**WHAT YOU ARE ASKED TO DO:**
Can you arrange the lines of the listing, from the line containing "If you could point to the white countertop" through the end of the listing, as a Markdown table with columns Row and Line, leaving out blank lines?
━━━━━ MATERIAL SUPPLIED ━━━━━
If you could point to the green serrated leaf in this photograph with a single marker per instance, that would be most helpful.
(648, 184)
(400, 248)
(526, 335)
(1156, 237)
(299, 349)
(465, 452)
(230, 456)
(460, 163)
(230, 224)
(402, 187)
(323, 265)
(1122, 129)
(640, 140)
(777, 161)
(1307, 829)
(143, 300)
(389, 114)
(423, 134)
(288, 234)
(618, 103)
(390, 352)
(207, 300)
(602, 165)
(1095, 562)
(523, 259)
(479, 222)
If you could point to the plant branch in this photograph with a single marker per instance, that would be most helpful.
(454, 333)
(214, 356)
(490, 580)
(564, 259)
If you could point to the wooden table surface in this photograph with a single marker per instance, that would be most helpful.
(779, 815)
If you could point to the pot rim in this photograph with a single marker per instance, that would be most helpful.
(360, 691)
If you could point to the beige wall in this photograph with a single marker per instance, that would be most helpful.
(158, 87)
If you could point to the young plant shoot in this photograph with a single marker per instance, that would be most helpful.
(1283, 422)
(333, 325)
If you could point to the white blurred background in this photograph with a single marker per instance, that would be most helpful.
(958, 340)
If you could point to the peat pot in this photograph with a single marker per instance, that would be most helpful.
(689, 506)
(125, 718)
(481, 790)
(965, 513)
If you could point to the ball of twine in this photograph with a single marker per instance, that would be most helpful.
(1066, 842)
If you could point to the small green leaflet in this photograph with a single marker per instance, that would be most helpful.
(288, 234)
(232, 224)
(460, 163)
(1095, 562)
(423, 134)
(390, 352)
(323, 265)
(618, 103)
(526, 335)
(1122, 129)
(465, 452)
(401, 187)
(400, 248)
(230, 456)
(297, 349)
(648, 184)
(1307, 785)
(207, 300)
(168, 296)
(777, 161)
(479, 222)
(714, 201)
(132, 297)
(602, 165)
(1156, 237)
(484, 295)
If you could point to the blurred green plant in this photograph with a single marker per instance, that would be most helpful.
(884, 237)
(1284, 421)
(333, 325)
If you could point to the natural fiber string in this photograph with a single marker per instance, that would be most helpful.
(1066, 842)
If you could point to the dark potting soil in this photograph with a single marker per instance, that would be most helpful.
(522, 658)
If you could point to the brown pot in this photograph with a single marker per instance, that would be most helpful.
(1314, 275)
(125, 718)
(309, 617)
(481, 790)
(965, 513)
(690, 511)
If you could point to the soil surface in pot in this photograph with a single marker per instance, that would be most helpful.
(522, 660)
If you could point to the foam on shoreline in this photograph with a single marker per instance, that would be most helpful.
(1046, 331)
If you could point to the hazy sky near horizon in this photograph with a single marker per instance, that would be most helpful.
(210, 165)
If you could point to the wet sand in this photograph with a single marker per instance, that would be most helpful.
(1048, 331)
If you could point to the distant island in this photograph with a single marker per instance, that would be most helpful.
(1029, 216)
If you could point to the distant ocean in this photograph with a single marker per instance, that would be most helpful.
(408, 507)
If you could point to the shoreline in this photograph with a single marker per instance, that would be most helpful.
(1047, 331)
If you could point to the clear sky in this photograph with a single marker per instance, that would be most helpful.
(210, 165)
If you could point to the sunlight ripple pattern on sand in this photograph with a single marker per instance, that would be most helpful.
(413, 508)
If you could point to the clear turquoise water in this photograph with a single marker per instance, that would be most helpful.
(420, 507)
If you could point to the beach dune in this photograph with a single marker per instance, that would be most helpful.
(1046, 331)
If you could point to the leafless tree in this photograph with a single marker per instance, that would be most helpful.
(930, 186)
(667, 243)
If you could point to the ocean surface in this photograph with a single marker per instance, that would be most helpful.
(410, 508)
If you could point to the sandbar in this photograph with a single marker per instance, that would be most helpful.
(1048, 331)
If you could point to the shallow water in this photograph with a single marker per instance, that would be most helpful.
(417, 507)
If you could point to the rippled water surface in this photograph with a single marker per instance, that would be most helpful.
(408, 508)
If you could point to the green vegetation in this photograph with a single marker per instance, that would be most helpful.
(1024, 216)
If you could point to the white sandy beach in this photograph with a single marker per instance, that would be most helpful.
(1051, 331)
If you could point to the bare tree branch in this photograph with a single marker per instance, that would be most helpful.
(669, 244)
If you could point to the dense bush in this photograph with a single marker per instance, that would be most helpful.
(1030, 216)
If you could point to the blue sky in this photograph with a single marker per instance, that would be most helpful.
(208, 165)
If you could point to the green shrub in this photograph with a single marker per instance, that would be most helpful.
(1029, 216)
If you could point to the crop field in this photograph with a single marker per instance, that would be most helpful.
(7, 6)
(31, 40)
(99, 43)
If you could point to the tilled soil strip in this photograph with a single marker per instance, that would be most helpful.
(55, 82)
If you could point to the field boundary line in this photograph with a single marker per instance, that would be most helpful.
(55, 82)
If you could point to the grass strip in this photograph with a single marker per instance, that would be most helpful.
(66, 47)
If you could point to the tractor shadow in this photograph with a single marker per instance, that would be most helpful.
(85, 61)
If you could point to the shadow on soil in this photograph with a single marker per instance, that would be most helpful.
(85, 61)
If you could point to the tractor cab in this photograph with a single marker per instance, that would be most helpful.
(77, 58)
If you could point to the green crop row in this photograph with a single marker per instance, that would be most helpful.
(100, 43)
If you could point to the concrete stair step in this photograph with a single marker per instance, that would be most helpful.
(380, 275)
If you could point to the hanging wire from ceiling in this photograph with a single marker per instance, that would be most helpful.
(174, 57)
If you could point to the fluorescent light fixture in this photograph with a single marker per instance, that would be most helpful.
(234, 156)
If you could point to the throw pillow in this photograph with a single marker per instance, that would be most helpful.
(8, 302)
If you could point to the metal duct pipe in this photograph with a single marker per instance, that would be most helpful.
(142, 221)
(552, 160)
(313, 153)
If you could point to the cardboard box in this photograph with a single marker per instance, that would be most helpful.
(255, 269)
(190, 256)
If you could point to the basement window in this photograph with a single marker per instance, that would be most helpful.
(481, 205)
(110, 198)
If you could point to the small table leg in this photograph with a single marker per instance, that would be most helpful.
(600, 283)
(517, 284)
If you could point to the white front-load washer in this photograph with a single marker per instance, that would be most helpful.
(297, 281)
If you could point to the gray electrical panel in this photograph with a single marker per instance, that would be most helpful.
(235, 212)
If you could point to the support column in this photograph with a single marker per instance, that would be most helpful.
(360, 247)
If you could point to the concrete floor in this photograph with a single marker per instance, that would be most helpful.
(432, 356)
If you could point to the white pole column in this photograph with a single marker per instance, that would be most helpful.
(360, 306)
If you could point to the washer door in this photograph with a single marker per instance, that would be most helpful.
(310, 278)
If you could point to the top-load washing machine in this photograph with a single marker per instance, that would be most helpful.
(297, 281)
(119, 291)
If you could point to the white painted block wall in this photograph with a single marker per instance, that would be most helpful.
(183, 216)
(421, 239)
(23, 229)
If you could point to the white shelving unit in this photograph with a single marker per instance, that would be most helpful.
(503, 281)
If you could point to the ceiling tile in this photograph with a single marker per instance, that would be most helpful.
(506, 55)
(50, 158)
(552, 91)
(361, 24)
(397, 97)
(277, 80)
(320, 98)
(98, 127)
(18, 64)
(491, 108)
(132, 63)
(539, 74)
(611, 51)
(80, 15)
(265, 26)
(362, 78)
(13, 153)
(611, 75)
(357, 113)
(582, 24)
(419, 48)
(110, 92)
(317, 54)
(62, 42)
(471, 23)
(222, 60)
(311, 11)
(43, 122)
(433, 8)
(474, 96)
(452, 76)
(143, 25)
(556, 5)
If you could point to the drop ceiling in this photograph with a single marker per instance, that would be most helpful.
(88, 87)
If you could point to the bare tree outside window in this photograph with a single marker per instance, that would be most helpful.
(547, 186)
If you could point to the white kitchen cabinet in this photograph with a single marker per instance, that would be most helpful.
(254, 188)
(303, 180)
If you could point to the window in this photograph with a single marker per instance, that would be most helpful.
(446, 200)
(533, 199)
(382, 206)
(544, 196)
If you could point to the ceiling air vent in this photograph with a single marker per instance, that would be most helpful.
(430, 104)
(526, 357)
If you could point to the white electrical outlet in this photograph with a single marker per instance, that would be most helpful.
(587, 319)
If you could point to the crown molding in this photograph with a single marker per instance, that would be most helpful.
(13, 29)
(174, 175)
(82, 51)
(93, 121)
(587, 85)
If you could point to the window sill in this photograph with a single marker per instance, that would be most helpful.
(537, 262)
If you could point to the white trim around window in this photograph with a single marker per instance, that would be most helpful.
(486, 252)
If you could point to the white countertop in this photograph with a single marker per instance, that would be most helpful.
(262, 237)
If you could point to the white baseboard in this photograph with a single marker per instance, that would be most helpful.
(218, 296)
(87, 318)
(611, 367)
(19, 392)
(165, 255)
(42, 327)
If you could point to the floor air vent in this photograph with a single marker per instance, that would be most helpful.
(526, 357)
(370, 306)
━━━━━
**FINAL RESULT:**
| Row | Line |
|---|---|
| 1 | If you could point to the white countertop in this photograph with a single marker per instance, that would be most helpful. |
| 2 | (262, 237) |
| 3 | If you could point to the white baseboard in this photograph with a single marker per instance, that would be most helpful. |
| 4 | (218, 296) |
| 5 | (87, 318) |
| 6 | (611, 367) |
| 7 | (19, 392) |
| 8 | (165, 255) |
| 9 | (42, 327) |
| 10 | If you could point to the floor air vent in this photograph with a single marker per instance, that would be most helpful. |
| 11 | (526, 357) |
| 12 | (370, 306) |